- _Given entries_

▼

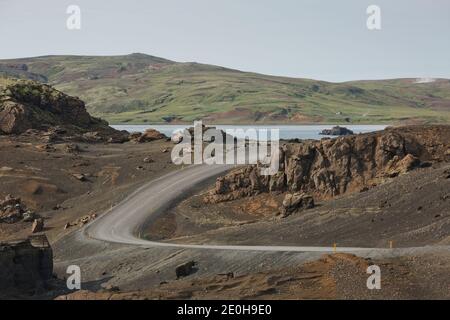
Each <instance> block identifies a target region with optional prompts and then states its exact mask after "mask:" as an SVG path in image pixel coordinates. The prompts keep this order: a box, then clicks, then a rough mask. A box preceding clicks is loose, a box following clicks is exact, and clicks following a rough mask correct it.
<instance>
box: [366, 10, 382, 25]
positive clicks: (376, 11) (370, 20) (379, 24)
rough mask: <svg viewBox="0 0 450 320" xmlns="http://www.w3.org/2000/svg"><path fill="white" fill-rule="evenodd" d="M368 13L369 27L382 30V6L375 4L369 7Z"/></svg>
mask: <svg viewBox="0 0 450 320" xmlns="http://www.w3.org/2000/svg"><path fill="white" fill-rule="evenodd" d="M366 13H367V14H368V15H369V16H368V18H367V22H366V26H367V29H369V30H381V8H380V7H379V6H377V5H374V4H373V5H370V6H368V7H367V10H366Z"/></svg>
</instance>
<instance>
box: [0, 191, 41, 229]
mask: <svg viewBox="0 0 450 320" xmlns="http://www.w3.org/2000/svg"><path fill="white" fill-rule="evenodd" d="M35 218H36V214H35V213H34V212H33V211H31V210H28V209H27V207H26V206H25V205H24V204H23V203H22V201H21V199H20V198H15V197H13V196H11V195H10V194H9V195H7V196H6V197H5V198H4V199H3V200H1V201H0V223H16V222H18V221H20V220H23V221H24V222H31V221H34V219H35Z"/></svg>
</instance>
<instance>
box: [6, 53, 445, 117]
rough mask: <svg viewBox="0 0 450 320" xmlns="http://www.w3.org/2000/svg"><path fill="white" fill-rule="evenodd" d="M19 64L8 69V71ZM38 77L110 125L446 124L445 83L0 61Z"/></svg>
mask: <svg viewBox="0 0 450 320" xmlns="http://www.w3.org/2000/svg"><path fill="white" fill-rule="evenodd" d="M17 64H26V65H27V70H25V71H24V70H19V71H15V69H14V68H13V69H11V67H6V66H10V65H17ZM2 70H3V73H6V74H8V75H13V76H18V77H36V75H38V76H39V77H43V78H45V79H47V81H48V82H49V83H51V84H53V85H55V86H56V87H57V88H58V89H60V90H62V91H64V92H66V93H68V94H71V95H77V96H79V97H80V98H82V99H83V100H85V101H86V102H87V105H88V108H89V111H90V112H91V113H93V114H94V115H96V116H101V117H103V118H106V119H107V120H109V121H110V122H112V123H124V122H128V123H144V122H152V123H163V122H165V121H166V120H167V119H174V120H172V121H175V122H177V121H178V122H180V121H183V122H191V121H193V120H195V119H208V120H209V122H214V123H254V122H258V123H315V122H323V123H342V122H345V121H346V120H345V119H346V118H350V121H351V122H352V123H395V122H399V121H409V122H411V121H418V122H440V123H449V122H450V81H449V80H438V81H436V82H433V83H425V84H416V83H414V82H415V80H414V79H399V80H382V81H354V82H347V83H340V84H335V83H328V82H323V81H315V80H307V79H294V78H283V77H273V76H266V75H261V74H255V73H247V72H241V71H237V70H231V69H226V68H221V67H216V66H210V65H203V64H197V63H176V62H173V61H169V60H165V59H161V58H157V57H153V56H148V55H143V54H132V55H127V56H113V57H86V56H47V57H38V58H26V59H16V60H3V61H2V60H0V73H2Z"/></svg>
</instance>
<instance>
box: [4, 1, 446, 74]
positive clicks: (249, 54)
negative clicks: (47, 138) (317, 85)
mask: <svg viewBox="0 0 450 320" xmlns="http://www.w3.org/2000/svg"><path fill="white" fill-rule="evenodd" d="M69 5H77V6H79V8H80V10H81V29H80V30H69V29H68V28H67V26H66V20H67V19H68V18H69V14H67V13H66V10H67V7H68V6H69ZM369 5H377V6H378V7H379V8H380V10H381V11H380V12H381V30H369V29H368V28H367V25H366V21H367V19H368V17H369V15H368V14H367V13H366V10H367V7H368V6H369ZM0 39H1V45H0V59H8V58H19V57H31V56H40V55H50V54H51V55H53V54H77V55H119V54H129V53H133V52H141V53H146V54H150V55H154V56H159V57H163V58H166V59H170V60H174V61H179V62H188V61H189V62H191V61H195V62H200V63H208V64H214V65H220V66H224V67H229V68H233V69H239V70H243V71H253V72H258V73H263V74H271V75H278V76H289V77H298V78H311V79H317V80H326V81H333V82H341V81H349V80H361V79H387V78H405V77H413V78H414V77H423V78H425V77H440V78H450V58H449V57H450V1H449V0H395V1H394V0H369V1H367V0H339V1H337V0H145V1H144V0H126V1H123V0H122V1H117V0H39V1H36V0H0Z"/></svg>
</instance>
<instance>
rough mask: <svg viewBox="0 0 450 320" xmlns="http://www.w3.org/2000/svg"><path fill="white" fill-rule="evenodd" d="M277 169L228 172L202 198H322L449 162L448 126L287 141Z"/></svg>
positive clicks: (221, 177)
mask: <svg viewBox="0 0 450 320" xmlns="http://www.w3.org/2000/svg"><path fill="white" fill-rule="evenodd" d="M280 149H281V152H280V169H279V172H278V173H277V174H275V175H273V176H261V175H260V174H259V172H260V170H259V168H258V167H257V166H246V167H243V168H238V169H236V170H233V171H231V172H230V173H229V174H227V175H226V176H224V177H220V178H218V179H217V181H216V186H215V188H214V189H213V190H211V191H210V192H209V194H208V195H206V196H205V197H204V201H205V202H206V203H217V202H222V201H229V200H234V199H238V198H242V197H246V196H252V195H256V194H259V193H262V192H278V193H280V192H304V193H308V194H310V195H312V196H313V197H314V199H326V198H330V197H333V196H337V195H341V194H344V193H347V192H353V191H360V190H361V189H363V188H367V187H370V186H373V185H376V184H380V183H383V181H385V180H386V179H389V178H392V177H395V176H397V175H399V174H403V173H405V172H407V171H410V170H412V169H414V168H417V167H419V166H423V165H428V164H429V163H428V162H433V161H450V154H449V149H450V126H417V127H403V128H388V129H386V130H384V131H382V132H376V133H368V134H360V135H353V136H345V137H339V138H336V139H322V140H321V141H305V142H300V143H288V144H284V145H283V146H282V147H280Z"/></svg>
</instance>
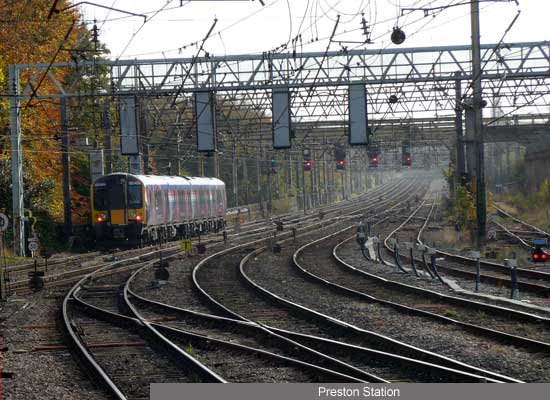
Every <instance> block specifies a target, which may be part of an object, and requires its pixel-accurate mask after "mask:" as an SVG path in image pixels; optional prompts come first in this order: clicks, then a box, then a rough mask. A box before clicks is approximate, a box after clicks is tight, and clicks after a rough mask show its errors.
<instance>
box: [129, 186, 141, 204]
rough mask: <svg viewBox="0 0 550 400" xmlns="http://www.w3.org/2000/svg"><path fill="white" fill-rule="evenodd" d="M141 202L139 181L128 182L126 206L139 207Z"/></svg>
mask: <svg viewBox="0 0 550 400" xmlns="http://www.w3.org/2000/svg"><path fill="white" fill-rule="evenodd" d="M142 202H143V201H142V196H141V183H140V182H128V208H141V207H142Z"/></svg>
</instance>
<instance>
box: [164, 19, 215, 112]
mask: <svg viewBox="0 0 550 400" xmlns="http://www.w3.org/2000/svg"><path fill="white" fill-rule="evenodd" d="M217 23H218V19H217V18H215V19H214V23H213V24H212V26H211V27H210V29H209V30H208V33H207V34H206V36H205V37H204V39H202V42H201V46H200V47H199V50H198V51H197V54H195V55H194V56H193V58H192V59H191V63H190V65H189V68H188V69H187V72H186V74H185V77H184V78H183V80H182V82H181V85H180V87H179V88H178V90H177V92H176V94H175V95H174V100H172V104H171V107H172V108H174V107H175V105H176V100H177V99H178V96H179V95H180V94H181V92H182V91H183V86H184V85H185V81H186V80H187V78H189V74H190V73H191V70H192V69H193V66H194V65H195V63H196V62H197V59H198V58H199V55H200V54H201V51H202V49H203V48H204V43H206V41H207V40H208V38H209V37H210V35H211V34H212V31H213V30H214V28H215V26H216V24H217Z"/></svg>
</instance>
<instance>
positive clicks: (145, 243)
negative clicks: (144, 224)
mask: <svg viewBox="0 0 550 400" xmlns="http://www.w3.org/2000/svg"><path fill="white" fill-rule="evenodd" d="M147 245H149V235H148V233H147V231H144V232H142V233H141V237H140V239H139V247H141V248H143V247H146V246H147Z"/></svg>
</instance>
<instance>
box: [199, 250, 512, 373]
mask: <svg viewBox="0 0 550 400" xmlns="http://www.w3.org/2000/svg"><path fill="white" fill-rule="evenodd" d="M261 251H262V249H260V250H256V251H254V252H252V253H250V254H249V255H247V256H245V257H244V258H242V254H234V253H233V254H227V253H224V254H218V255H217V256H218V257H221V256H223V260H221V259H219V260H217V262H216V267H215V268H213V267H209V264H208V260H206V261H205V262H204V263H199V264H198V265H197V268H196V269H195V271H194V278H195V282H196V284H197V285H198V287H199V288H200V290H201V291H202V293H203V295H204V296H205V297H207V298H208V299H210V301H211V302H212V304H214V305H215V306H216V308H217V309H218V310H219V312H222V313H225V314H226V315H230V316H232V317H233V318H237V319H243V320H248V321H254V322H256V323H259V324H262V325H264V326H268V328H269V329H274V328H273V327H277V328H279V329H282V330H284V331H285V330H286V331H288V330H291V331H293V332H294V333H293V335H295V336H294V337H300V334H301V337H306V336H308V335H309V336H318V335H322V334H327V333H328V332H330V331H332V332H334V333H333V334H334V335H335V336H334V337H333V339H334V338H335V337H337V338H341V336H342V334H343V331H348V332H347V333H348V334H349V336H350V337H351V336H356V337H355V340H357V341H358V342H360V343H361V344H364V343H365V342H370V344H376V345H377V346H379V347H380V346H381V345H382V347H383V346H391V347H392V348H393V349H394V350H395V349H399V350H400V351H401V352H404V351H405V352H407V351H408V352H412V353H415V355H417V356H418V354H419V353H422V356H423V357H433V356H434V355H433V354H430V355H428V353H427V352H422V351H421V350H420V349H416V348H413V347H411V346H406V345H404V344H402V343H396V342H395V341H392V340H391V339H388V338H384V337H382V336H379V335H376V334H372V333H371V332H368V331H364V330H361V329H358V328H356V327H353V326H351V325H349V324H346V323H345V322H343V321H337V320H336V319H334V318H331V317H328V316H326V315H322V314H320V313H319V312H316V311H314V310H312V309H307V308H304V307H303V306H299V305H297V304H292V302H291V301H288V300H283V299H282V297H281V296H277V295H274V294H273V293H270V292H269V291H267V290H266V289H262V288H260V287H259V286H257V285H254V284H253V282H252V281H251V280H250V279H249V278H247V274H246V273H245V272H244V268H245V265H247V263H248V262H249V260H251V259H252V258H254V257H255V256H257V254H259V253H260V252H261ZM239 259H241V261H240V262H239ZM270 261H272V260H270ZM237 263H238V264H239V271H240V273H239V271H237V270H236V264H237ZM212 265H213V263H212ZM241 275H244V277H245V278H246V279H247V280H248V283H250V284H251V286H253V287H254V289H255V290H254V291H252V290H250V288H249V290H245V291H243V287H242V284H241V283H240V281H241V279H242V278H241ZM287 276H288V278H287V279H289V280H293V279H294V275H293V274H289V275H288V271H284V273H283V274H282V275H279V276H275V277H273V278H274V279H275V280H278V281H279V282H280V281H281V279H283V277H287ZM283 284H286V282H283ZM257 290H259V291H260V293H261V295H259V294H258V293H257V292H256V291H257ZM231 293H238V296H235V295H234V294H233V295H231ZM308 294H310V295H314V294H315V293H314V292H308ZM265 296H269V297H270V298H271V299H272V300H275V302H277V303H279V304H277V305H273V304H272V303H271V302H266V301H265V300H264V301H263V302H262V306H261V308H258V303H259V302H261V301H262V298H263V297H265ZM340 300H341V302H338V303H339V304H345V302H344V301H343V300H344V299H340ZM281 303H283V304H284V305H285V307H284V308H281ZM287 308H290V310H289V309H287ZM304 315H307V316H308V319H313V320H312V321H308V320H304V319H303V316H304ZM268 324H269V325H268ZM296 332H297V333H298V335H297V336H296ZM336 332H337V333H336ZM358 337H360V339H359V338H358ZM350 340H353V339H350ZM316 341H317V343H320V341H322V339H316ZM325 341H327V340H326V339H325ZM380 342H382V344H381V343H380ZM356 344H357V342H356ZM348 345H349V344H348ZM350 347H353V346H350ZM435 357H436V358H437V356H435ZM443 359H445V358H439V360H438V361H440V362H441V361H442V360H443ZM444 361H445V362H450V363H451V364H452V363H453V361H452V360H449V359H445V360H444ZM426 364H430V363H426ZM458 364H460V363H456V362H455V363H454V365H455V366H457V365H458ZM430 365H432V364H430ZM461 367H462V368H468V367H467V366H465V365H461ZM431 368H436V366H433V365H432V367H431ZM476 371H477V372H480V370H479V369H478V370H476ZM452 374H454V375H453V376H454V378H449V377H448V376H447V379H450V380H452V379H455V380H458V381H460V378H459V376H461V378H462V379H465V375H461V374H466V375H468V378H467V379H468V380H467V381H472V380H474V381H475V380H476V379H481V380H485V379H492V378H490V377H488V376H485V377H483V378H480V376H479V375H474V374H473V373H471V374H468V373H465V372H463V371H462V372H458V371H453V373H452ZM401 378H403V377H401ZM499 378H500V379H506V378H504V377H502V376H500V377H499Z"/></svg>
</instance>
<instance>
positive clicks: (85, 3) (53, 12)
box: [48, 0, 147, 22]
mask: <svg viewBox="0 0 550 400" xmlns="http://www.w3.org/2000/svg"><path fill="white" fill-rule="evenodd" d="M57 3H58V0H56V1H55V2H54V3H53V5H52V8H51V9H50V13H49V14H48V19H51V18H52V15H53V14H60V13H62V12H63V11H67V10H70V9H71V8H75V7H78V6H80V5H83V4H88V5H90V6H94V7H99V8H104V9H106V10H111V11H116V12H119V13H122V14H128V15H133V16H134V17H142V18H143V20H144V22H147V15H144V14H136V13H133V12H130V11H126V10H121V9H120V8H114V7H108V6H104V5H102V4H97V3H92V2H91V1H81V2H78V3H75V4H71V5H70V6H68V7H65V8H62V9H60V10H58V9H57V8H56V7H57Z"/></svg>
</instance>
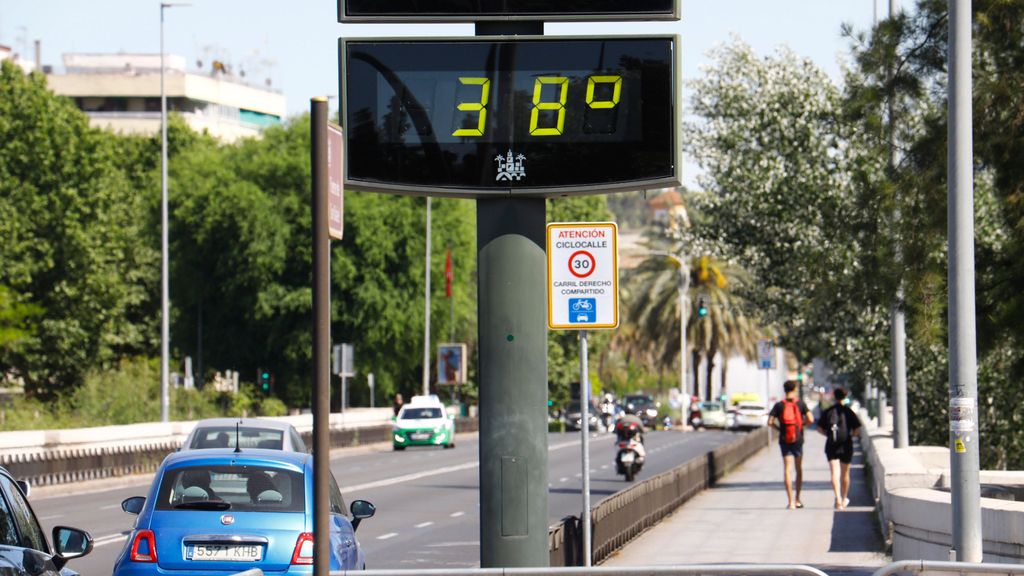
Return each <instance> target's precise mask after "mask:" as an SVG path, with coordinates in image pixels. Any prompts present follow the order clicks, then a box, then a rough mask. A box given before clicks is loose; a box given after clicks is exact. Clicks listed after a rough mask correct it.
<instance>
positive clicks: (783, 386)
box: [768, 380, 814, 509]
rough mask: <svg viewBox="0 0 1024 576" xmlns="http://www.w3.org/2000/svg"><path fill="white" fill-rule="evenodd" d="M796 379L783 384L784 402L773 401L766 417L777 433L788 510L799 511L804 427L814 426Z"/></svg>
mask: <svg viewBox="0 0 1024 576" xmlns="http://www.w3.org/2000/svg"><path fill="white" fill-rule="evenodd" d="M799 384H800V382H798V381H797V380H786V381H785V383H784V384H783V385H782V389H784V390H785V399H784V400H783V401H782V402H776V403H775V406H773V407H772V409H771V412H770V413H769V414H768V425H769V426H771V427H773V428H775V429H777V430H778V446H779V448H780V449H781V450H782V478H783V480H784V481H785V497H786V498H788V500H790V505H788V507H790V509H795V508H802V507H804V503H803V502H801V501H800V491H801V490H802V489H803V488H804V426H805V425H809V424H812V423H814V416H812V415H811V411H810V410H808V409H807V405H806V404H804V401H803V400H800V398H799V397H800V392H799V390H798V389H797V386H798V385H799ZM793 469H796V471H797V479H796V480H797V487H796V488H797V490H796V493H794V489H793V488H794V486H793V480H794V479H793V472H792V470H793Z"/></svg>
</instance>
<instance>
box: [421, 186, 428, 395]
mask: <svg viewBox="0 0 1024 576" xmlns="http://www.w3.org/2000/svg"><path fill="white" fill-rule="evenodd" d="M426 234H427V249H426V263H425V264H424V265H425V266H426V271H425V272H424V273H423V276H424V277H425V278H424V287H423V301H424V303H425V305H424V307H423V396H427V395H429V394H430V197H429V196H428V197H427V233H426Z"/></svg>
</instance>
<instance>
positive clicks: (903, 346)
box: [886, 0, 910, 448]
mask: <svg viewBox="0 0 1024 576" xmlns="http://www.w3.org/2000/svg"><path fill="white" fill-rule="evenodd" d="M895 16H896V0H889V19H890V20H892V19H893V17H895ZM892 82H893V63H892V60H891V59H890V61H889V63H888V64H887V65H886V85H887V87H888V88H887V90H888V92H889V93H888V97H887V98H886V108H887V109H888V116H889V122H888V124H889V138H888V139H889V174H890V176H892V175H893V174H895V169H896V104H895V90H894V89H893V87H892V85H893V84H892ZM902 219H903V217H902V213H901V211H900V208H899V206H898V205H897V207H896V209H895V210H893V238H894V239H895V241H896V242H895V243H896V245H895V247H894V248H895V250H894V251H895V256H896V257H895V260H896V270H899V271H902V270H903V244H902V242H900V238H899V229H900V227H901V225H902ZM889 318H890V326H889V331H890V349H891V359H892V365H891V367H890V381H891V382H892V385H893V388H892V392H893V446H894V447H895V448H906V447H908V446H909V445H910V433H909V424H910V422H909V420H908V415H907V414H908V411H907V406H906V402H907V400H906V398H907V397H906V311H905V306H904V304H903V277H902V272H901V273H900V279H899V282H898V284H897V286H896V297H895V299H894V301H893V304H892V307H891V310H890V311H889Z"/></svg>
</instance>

▲

- _Job item_
Lay out the material as a numbered list, from its start up to and including the line with "13L369 27L382 30V6L375", leaving out blank lines and pictures.

- _Task result_
1. Each <instance> block identifies a target region with optional prompts and then states its exact mask after "mask:" as an SVG path in image pixel coordinates. The prompts keep this order: a box, then clicks, then a rough mask. A box preceding clicks is loose, a box following clicks is exact, and clicks following a rough mask correct it.
2. <instance>
3. box: [366, 10, 382, 25]
4. positive clicks: (376, 11) (370, 20) (379, 24)
5. rough mask: <svg viewBox="0 0 450 320" xmlns="http://www.w3.org/2000/svg"><path fill="white" fill-rule="evenodd" d="M368 13L369 27L382 30V6L375 4L369 7Z"/></svg>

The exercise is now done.